(Stored entries)
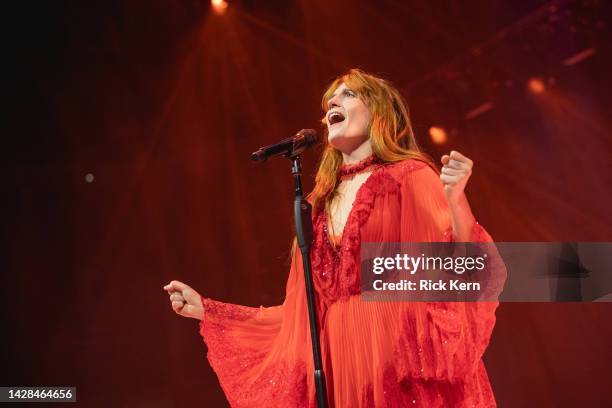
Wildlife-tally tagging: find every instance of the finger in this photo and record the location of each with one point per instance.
(177, 306)
(193, 311)
(177, 286)
(452, 172)
(447, 179)
(455, 164)
(460, 157)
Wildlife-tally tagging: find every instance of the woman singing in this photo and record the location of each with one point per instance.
(373, 185)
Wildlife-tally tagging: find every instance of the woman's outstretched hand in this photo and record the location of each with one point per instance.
(185, 301)
(456, 171)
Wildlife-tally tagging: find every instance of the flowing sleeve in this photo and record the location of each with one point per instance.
(257, 353)
(439, 340)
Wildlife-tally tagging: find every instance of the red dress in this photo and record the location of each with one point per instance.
(375, 354)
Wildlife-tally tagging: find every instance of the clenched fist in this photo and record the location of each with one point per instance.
(456, 171)
(185, 301)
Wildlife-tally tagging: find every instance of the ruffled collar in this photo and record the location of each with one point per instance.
(348, 171)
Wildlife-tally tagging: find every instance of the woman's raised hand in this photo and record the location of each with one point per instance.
(185, 301)
(456, 171)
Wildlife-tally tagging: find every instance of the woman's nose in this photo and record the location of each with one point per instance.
(334, 102)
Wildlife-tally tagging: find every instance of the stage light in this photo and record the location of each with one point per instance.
(438, 135)
(479, 110)
(536, 85)
(579, 57)
(219, 6)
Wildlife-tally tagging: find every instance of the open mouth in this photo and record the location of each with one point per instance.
(335, 117)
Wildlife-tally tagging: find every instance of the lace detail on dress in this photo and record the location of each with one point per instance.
(337, 269)
(245, 379)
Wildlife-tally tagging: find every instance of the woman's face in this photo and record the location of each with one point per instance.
(348, 119)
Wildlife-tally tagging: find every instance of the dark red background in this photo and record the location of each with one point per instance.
(162, 101)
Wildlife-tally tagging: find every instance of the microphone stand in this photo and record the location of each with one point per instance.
(302, 211)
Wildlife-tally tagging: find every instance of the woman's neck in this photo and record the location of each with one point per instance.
(361, 152)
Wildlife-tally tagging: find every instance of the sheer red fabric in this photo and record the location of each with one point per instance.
(375, 354)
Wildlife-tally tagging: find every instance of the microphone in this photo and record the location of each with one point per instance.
(289, 147)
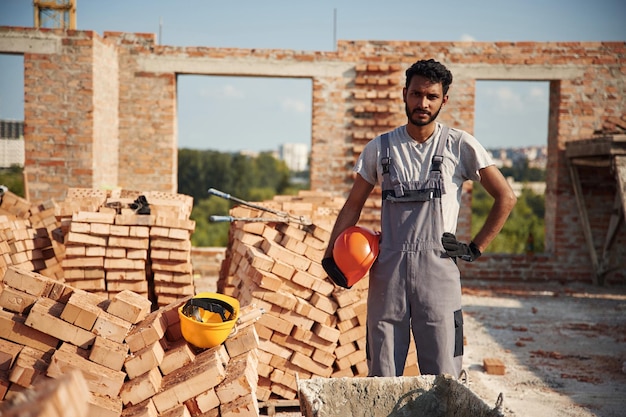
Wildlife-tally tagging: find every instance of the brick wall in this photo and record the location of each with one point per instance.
(356, 95)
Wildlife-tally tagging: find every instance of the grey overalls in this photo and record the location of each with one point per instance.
(413, 283)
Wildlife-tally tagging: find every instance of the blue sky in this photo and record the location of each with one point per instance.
(229, 114)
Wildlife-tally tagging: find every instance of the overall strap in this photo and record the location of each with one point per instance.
(438, 157)
(391, 181)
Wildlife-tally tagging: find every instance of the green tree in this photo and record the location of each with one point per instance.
(245, 177)
(207, 233)
(525, 223)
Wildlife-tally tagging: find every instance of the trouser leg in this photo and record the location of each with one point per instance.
(388, 316)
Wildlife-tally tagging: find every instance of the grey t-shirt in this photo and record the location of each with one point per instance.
(463, 158)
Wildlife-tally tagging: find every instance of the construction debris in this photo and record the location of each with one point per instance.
(311, 328)
(133, 361)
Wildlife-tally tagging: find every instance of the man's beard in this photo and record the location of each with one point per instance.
(419, 122)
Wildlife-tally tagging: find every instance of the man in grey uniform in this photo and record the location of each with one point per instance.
(415, 282)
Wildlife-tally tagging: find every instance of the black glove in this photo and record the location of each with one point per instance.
(334, 272)
(454, 248)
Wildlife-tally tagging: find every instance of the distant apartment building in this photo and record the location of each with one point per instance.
(295, 156)
(11, 143)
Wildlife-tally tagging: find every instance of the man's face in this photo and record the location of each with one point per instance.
(423, 100)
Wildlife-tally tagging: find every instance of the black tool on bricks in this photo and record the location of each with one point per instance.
(282, 216)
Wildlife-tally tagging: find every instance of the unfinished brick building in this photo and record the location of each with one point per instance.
(100, 111)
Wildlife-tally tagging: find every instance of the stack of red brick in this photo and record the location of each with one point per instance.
(311, 327)
(26, 232)
(96, 241)
(131, 360)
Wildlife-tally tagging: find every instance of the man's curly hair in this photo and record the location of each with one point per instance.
(432, 70)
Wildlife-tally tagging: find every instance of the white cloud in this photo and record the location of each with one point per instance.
(506, 99)
(293, 105)
(537, 93)
(224, 91)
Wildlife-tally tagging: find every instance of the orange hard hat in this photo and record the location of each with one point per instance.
(355, 251)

__DESCRIPTION OF THE TASK__.
The entries are to be written out in full and exactly, apart from the pictures.

__RESULT OF THIS EXERCISE__.
Wildlife-tally tagging: find every instance of the finger in this photo and record the location of each with one point per instance.
(177, 306)
(193, 311)
(177, 286)
(452, 172)
(447, 179)
(455, 164)
(460, 157)
Wildlife-tally tagging: find every instance of the woman singing in this photo and record the location of each with one point per instance.
(373, 185)
Wildlife-tally tagging: find every instance of the woman's outstretched hand in this photo and record the location of each with one point per instance.
(185, 301)
(456, 171)
Wildlife-tally tagging: find every instance of the flowing sleeve in this photo and record the location of each with one point per instance.
(257, 353)
(439, 340)
Wildlife-tally tagging: find every instance of the red dress in this photo and record the location of each with one point per instance.
(375, 354)
Wildlife-tally tagging: find every instance of the clenched fist in this photo and record the location of each with one point per instance.
(456, 171)
(185, 301)
Wildlife-tally tagging: find every instance of the ruffled collar in this photo and record the location of each with one point per instance.
(348, 171)
Wildlife-tally tagging: find every instance of the woman's raised hand in this photo and record the location of each with one point per instance.
(185, 301)
(456, 171)
Wildlife-tally tagging: find every instance of the woman's nose in this photo and record the location of each with one point per instance.
(334, 102)
Wildlife-tally tagging: find every instance of the stage light in this photo and record the location of each with one point per instance.
(438, 135)
(479, 110)
(536, 85)
(579, 57)
(219, 6)
Wildlife-tally tagging: find every instance of the open mouth in this photo and record the location of each with one point per instance.
(335, 117)
Wildlife-tally tagging: find every instance of the lace detail on dress in this photo and record the location of each with one point per instance.
(337, 269)
(245, 379)
Wildlife-tally tagging: find every instance of the woman's face in this photo and record the location of each with one point per instance.
(348, 119)
Wildlife-tally tagging: find every instance of the dark red background in this photo and record the location of each with one point per instance.
(162, 101)
Wildlife-tally tagging: find every instance of the microphone stand in this photo and record the location of each with one point per instance.
(302, 211)
Wildlife-tally tagging: find every instance of the woman's neck in this photo and record the location of each with one point per instance.
(361, 152)
Wildlife-tally tagging: find every instance of the sheer red fabric in this photo and record the location of each with one point per instance.
(375, 354)
Wildlife-tally tagging: find every instance of the microphone in this photo and record the location of each with one point per instance.
(289, 147)
Wildlife-tally tagging: find every instance of the brick wall in this photo and record the location of each with one point per instance.
(356, 95)
Wildlife-tally tagging: find every instance of the grey overalls in this photo and record the location of each with one point per instance.
(413, 283)
Wildlife-tally tagging: find every instance of the blue sky in this photo and record the location of each with one point per instance.
(229, 114)
Wildlife-tally tagging: find every instance of the overall strap in this photo and record the location of each with one point per instance.
(438, 157)
(391, 181)
Wildlife-tally tagging: find every instance of the green tree in this photo and record the location of each with one point per instance.
(245, 177)
(207, 233)
(525, 223)
Wildlife-tally tagging: find every instance of the trouser leg in this photo and record the location of each with one point per instance.
(388, 316)
Wildlife-tally tagging: find every instance of the grey t-shirt in this photo and record the location of each with one point per instance.
(463, 158)
Wildlife-tally tagging: find every instance of the construction debris in this photo and record the location of each with one point per instance.
(311, 328)
(133, 361)
Wildlife-tally tagging: find every instance of the man's beard in this photo and record the location of each with one point per instance.
(419, 122)
Wildlife-tally tagging: find every instance of the man in grey uniform in this photo and record the location of each with one point per instance.
(415, 282)
Wildlife-tally tagging: find every instance of the black glove in this photo and record the location of each with one point per instance.
(334, 272)
(454, 248)
Wildlife-tally tagging: find every instance of the distant apartment building in this photo and record the location of each with one point per instance.
(295, 156)
(11, 143)
Wildlife-tally tagging: find every instance of the man's face in this photo and record the location of each with one point per instance.
(423, 100)
Wildlife-tally tagging: find every instance of the black tool on bricks in this photo and record the location of each with one point per instance.
(282, 216)
Wildlife-tally tagging: find every instance of the unfinished brick building in this photo and record the location of each with one point per instance.
(100, 111)
Wildlife-tally tagging: find every instance of the stack of red brick in this photo and record the location of each with one point per instance.
(311, 327)
(26, 232)
(96, 241)
(131, 360)
Wildlife-tally tagging: find every instance of the man's curly hair in this photo and record the location of each with one point per instance.
(432, 70)
Wildlife-tally tagging: find every instance of the white cloud in this photo and record the location of each with one point per instance.
(506, 99)
(293, 105)
(537, 93)
(224, 91)
Wildlife-tally tagging: find every instance of the orange hard hat in this photo and record the location of each with one point per instance.
(355, 251)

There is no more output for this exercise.